各種報告
徳田会員部長が目指す「三方よしのコンサルティング」とは?

 江戸から明治にかけて日本各地で活躍した近江商人。彼らが信用を得る上で特に大切にしていたのが、「三方よし」の精神でした。この志を胸に、100年後まで輝き続ける会社を増やすことを理念として活動している徳田部長。業績向上に貢献することで企業を元気にする【買い手よし】、それに見合う報酬を受け取る【売り手よし】、そしてそれが社会の為になっている【世間よし】。この【世間よし】が特に大切だと考えていらっしゃいます。そんな徳田部長の人となりを探っていきたいと思います。

■大手電機メーカーの技術系社員時代
 徳田部長は日本電気株式会社の研究開発部門に約30年在籍し、企画スタッフとして研究戦略の立案や、中期計画・年間予算の作成等に従事されました。中でも「ナショナルプロジェクト」と呼ばれる各省庁の研究助成金等の渉外業務では、数年に渡る実用化前のテーマの研究に必要な億単位の補助金を獲得するため、名だたる大手ライバルメーカーと鎬を削る毎日をおくられました。そうした業務を担当されたことが、経営コンサルタントとして事業計画を作成する上でとても役に立っているそうです。

■中小企業診断士を目指して、苦闘の日々
 そんな徳田部長が中小企業診断士を目指すきっかけは、会社の後輩が診断士資格の勉強をしていたことでした。会社に入って約10年、このまま大企業にいたのでは数部門しかわからないが、中小企業診断士の資格をとれば会社全体がわかるようになるのでは?と思ったそうです。
 最初は、後輩が合格できるなら自分にもできるはずという気持ちもあったそうですが、それは甘い考えだったことを後々思い知ることになりました。1次試験合格後2次を2回失敗するということを数回繰り返し、それでもあきらめずに勉強を続け、2次試験を受けること7回!しかも一度は合格まであと1点!!
 さすがに心が折れて、2年間試験から離れた時期がありました。そんな時、「このままでいいの?」という奥様からの励ましの言葉に奮起し、8回目で見事2次試験に合格されました。その後、診断士予備校より2次試験の講師としてお声がけを頂き、週末を中心に活動しておりました。今の診断士としての自分があるのは奥様のおかげということで、全く頭が上がらない!と笑顔でおっしゃっていました。

■城南支部会員部長として
 苦労の末に獲得した中小企業診断士の資格を活かすべく、実務補習の指導員の先生が城南支部の方だったことから、すぐに城南支部に入会しました。会員部に入り、協会への入会促進と組織の活性化を目指して、会員のモチベーションを高める様々な施策に取り組まれました。その後、城南支部会員部長として、オンライン対話型アート鑑賞等の見学型、オンライン手前味噌づくりや世田谷のブラ歩き等の体験型、オンライン酒造訪問等の交流型など様々なリクリエーションイベントを企画・実施してこられました。コロナ収束後のリアルイベントの再開が待たれるところです。

# [抽出データ]
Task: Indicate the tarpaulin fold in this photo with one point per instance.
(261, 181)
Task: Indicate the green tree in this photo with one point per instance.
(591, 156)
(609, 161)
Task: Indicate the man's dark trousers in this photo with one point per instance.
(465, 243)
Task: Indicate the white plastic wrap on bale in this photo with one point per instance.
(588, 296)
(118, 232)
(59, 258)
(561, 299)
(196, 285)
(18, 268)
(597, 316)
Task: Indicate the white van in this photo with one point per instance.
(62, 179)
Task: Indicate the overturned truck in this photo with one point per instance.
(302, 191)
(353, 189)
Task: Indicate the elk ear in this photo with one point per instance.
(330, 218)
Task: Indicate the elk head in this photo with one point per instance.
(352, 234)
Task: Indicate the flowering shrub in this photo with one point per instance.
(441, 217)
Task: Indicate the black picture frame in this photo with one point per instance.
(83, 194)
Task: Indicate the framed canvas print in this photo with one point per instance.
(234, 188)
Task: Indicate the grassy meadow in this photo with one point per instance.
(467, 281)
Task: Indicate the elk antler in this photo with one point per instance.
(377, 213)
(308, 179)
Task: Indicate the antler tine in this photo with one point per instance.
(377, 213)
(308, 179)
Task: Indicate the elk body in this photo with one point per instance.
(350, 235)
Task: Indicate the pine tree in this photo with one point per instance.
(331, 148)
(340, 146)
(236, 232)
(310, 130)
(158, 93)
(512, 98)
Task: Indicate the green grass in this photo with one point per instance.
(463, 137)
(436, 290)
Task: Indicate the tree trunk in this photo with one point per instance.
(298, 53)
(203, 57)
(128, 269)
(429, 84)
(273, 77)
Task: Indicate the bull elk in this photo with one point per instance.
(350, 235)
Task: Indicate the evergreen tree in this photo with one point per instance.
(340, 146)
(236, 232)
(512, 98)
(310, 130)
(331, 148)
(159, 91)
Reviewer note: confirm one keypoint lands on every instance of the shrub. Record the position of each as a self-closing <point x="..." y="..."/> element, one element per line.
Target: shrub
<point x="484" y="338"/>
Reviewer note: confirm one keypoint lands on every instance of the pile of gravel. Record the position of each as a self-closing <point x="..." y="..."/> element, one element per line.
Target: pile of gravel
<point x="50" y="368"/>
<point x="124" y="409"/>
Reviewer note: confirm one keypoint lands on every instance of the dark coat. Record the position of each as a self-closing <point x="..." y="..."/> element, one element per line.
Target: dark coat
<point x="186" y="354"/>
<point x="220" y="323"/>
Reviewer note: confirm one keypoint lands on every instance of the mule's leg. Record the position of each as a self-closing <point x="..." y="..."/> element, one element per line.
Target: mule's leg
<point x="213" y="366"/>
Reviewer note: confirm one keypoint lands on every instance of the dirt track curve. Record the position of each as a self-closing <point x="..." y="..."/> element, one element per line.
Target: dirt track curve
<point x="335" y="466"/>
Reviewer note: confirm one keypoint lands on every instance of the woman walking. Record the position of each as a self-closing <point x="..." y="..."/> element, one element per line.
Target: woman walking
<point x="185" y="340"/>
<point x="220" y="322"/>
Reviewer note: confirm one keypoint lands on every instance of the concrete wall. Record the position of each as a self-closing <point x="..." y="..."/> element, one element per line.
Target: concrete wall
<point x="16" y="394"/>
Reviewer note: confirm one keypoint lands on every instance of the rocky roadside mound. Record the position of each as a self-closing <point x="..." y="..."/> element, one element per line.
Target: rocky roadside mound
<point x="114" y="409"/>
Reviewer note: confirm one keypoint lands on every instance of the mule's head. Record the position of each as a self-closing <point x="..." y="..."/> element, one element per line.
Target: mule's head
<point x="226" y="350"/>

# [実施課題]
A - 徳田部長の紹介記事のうち、「最初は、後輩が合格できるなら」から「の再開が待たれるところです。」までの部分を一字一句そのまま書き写してください。
B - 徳田部長の紹介記事について、次の問いに答えてください。
(i) 徳田部長は日本電気株式会社の研究開発部門に約何年在籍しましたか。
(ii) 徳田部長が2次試験に合格したのは何回目の受験でしたか。
(iii) 徳田部長がすぐに城南支部に入会したのは、実務補習の指導員の先生がどうだったからですか。
C - 徳田部長の紹介記事を、最後の文の後から書き進めてください。

# [課題の解答]
A -
最初は、後輩が合格できるなら自分にもできるはずという気持ちもあったそうですが、それは甘い考えだったことを後々思い知ることになりました。1次試験合格後2次を2回失敗するということを数回繰り返し、それでもあきらめずに勉強を続け、2次試験を受けること7回!しかも一度は合格まであと1点!!
 さすがに心が折れて、2年間試験から離れた時期がありました。そんな時、「このままでいいの?」という奥様からの励ましの言葉に奮起し、8回目で見事2次試験に合格されました。その後、診断士予備校より2次試験の講師としてお声がけを頂き、週末を中心に活動しておりました。今の診断士としての自分があるのは奥様のおかげということで、全く頭が上がらない!と笑顔でおっしゃっていました。

■城南支部会員部長として
 苦労の末に獲得した中小企業診断士の資格を活かすべく、実務補習の指導員の先生が城南支部の方だったことから、すぐに城南支部に入会しました。会員部に入り、協会への入会促進と組織の活性化を目指して、会員のモチベーションを高める様々な施策に取り組まれました。その後、城南支部会員部長として、オンライン対話型アート鑑賞等の見学型、オンライン手前味噌づくりや世田谷のブラ歩き等の体験型、オンライン酒造訪問等の交流型など様々なリクリエーションイベントを企画・実施してこられました。コロナ収束後のリアルイベントの再開が待たれるところです。

B -
(i) 約30年
(ii) 8回目
(iii) 城南支部の方だったから

C -
 会員部は、上記イベントだけなく、新緑フェスティバル、企業内診断士フォーラムやチューター制度、2~5年目の会を主催・共催するなど、入会歴が浅い会員からベテランの会員まで幅広い階層の方々の活動を積極的にフォローしており、それが会員数の増加と多士済々な層の厚さに繋がっています。会員部の「旗振り役」として、歴代部長が取り組んできたことを次に繋げていくことが自分の役割とのことです。多忙な中で会員部の活動を続けるモチベーションは城南支部会員のアンケートに見られるような満足度向上にあるといいます。会員部の様々な活動を通じて、これからも支部の活性化に寄与したいとのことでした。

■中小企業診断士の存在価値
 冒頭で「三方よし」について触れましたが、これは徳田部長が経営コンサルタントとして独立するに際して、自ら課した「戒め」のようなものだそうです。人と人あるいは組織が触れ合うことによって生まれる新たな価値、これを正しい方向に導き、大きく育てることをモットーとしています。そんな徳田部長が独立するきっかけはなんだったのでしょうか?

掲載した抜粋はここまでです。